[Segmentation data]
* * * * * * * * *

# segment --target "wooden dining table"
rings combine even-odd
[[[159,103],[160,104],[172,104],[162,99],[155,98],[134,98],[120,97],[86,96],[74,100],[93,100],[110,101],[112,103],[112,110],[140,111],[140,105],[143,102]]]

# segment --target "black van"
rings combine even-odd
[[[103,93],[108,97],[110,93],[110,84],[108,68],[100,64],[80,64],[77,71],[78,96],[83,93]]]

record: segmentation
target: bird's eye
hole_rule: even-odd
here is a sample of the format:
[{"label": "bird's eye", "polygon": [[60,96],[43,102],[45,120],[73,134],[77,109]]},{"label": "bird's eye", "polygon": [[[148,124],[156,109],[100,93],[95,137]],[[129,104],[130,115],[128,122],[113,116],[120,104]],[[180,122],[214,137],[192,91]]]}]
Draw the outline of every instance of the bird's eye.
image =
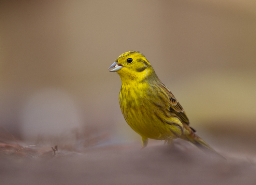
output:
[{"label": "bird's eye", "polygon": [[132,59],[131,58],[129,58],[127,59],[127,63],[131,63],[132,62]]}]

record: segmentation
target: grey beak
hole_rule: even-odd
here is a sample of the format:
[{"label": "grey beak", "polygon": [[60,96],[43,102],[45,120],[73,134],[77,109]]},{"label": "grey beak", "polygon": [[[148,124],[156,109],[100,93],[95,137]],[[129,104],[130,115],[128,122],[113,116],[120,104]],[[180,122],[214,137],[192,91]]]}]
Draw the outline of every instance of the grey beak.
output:
[{"label": "grey beak", "polygon": [[110,70],[109,71],[110,71],[110,72],[116,72],[120,70],[122,67],[124,67],[124,66],[120,64],[118,64],[116,62],[115,62],[114,63],[109,67],[109,68],[108,69],[114,67],[115,67],[114,69]]}]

* * * * * * * * *

What you will do:
Gather each line in the rows above that contains the string "outline".

Response for this exercise:
Draw the outline of every instance of the bird's eye.
Draw the outline of every instance of the grey beak.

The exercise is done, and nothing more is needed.